[Task]
Give an exact copy of the data that follows, but none of its pictures.

☆ ☆ ☆ ☆ ☆ ☆ ☆

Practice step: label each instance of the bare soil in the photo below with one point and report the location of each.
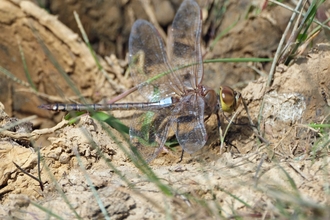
(246, 168)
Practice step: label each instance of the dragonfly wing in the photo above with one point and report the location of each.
(149, 131)
(149, 62)
(185, 49)
(190, 128)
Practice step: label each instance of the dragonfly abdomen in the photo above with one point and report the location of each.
(109, 107)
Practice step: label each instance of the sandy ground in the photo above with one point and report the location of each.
(245, 178)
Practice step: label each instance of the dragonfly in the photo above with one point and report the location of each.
(171, 83)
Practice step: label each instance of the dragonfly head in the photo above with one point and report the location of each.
(229, 99)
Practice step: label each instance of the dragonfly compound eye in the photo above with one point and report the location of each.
(228, 99)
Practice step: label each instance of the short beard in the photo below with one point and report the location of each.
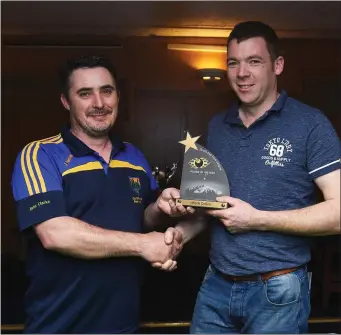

☆ ☆ ☆ ☆ ☆ ☆ ☆

[Response to the task]
Practice step: label each instance of the bare soil in the photo below with one point and report the location of each.
(246, 168)
Practice step: label each instance of the dragonfly wing in the photo above with one point and report the location of each.
(149, 131)
(149, 62)
(185, 49)
(190, 128)
Practice step: label each instance of the dragonfly abdomen in the photo above with one point and report the location of each.
(109, 107)
Practice step: label each instance of the sandy ground in the photo above with one point and report the location of each.
(245, 178)
Practice step: label each instance of the dragonfly in the photo above with one point and report the location of each.
(171, 83)
Practice step: label each instance of the dragonfly head in the photo above with one point and report the location of each.
(229, 99)
Practice step: label each instance of the dragonfly compound eye in the photo above with one point and report the location of each.
(228, 99)
Practice step: label each instance of the short beard in the photo below with one point and report the location of each.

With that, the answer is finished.